- [TASK REQUIREMENTS] Exact copies of all entries are expected.

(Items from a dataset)
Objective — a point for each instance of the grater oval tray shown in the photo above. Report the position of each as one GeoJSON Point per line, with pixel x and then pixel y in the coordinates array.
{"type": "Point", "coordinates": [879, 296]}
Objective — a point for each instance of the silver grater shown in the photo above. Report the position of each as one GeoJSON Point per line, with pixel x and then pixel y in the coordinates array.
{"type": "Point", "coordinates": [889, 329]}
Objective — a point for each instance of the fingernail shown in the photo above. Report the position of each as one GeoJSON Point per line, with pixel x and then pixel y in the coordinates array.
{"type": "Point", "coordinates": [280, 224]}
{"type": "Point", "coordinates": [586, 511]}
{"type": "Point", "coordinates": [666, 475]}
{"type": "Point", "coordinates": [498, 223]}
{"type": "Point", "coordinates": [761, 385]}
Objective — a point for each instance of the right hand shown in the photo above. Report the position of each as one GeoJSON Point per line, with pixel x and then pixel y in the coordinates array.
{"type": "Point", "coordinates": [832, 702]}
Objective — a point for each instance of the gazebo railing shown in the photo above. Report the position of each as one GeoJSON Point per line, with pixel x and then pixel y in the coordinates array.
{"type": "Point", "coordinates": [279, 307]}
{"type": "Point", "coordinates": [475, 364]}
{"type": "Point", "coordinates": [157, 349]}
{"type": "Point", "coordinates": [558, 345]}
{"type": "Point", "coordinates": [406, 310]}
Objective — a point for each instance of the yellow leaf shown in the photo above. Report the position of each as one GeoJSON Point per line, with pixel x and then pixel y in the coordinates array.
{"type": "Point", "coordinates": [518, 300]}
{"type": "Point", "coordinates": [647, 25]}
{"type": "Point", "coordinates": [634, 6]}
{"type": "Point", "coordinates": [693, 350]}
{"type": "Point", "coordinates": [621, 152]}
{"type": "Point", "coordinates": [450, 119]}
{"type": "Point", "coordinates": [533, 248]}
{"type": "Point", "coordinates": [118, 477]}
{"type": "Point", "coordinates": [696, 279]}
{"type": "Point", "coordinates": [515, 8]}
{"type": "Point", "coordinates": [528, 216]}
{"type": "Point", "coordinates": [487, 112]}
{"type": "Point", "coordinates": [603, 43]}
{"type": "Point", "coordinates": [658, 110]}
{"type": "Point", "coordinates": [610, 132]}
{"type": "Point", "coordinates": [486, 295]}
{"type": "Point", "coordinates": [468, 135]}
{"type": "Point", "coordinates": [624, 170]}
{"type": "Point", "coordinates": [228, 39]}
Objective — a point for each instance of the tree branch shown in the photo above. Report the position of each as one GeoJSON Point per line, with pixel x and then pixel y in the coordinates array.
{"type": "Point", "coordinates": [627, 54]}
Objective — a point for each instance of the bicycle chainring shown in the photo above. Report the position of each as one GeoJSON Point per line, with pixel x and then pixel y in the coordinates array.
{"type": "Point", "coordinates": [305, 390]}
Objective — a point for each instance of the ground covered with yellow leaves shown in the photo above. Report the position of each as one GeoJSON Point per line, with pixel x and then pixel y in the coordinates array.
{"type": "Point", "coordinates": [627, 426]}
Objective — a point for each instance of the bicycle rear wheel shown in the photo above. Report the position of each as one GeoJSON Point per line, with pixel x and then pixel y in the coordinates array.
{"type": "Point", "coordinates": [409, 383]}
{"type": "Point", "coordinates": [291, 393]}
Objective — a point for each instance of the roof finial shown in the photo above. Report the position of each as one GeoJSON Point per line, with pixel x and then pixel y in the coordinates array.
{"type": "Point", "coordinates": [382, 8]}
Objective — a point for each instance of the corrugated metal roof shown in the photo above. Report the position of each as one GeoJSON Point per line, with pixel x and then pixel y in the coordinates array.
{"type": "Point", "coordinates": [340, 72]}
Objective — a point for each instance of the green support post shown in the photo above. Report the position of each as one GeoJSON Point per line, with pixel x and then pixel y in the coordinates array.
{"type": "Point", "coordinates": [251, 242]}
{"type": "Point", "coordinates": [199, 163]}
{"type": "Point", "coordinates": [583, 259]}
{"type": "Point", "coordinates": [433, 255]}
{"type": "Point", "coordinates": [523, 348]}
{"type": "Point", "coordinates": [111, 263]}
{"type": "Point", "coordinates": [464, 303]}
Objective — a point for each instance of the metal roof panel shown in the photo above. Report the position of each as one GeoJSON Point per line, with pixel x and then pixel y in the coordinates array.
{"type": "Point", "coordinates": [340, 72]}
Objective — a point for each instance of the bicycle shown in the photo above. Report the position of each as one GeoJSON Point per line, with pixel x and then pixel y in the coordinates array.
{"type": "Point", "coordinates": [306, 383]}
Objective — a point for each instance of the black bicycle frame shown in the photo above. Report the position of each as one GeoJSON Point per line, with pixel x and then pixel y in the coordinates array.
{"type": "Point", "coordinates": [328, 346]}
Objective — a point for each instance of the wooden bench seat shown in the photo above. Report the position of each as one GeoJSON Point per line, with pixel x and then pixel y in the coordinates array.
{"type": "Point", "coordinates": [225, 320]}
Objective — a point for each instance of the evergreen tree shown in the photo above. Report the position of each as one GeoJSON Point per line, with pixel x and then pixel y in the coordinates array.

- [RESULT OF THE EXERCISE]
Objective — a point for each instance of the grater oval tray shown in the photo above. Report the position of each as one GeoJSON Point per line, with pixel x and then pixel y in the coordinates array.
{"type": "Point", "coordinates": [879, 296]}
Objective — a point for each instance of the silver grater shown in the photo above. Report the position of each as one GeoJSON Point per line, with pixel x and then pixel y in the coordinates array.
{"type": "Point", "coordinates": [889, 329]}
Objective — a point for each instance of the fingernail shown in the photo above. Report the position of each as one GeoJSON Point per line, with pixel x and then pixel y in the coordinates array.
{"type": "Point", "coordinates": [280, 224]}
{"type": "Point", "coordinates": [586, 511]}
{"type": "Point", "coordinates": [666, 475]}
{"type": "Point", "coordinates": [498, 223]}
{"type": "Point", "coordinates": [761, 385]}
Objective — a point for each instance of the right hand shown in the photo above. Report the position of each as one GeoJSON Point per line, with pixel x and then pixel y in the coordinates array.
{"type": "Point", "coordinates": [832, 702]}
Objective — a point for each instance of the gazebo railing shown in the photo above. Report the position of each as one GeoJSON Point per line, with pixel x and then pixel y in the coordinates array.
{"type": "Point", "coordinates": [279, 307]}
{"type": "Point", "coordinates": [475, 364]}
{"type": "Point", "coordinates": [157, 349]}
{"type": "Point", "coordinates": [558, 345]}
{"type": "Point", "coordinates": [406, 310]}
Objective — a point for each instance of the yellow leaf shown in the photo above. Report the position of each as one GeoJSON Point per line, with pixel x and then pixel y in the coordinates array.
{"type": "Point", "coordinates": [518, 300]}
{"type": "Point", "coordinates": [647, 25]}
{"type": "Point", "coordinates": [634, 6]}
{"type": "Point", "coordinates": [693, 350]}
{"type": "Point", "coordinates": [621, 152]}
{"type": "Point", "coordinates": [450, 119]}
{"type": "Point", "coordinates": [533, 248]}
{"type": "Point", "coordinates": [118, 477]}
{"type": "Point", "coordinates": [696, 279]}
{"type": "Point", "coordinates": [515, 8]}
{"type": "Point", "coordinates": [528, 216]}
{"type": "Point", "coordinates": [487, 112]}
{"type": "Point", "coordinates": [603, 43]}
{"type": "Point", "coordinates": [658, 110]}
{"type": "Point", "coordinates": [610, 132]}
{"type": "Point", "coordinates": [486, 295]}
{"type": "Point", "coordinates": [468, 135]}
{"type": "Point", "coordinates": [624, 170]}
{"type": "Point", "coordinates": [228, 39]}
Objective — a point for each instance of the tree branch shown in the photo above. Report the position of each as one GeoJSON Point per line, with pixel x and then pixel y in the coordinates array.
{"type": "Point", "coordinates": [627, 54]}
Objective — a point for each instance of the bicycle chainring shown in the photo above. Report the position of each as one GeoJSON Point per line, with pixel x and then pixel y in the coordinates array.
{"type": "Point", "coordinates": [305, 390]}
Objective — a point for each instance of the ground covered with yellow leaves shown in the photo above. Report the position of each as one GeoJSON Point per line, with pixel x and then pixel y in the coordinates array.
{"type": "Point", "coordinates": [627, 426]}
Objective — a point for each instance of the bicycle rear wheel shown in the photo above. Report the position of each as one GeoJSON Point per line, with pixel x and then pixel y in the coordinates array.
{"type": "Point", "coordinates": [409, 383]}
{"type": "Point", "coordinates": [291, 393]}
Objective — a point for each instance of the roof finial shown in the photo above. Report the position of each as one GeoJSON Point per line, with pixel x and then pixel y in the coordinates array.
{"type": "Point", "coordinates": [382, 8]}
Objective — a point for each instance of the corrugated metal roof shown in the photo above. Report the position of each as one GeoJSON Point per line, with pixel x and then pixel y in the coordinates array.
{"type": "Point", "coordinates": [340, 72]}
Objective — a point for each instance of the green support post shown in the photo above. Report the position of each as one GeoJSON Point per line, with pixel x and then pixel y in the coordinates array.
{"type": "Point", "coordinates": [251, 242]}
{"type": "Point", "coordinates": [199, 163]}
{"type": "Point", "coordinates": [583, 259]}
{"type": "Point", "coordinates": [433, 255]}
{"type": "Point", "coordinates": [523, 348]}
{"type": "Point", "coordinates": [111, 263]}
{"type": "Point", "coordinates": [464, 303]}
Objective — a point for each instance of the metal roof panel shown in the photo above. Report the position of each as one GeoJSON Point per line, with pixel x and then pixel y in the coordinates array.
{"type": "Point", "coordinates": [340, 72]}
Objective — a point for each instance of the bicycle shown in the photo above. Report the position of each as one GeoJSON Point per line, with pixel x and then pixel y in the coordinates array.
{"type": "Point", "coordinates": [306, 383]}
Objective — a point for each instance of the black bicycle frame shown in the photo above. Report the position of each as one GeoJSON Point per line, with pixel x and then pixel y in the coordinates array.
{"type": "Point", "coordinates": [328, 346]}
Objective — a point for each instance of the wooden bench seat shown in the photo above. Report the position of each as one GeoJSON Point per line, with pixel x and then pixel y in the coordinates array.
{"type": "Point", "coordinates": [225, 320]}
Objective — a point for each instance of the evergreen tree shown in the photo above. Report the position of each as one GeoJSON Point per line, with pixel x and then pixel y in the coordinates array.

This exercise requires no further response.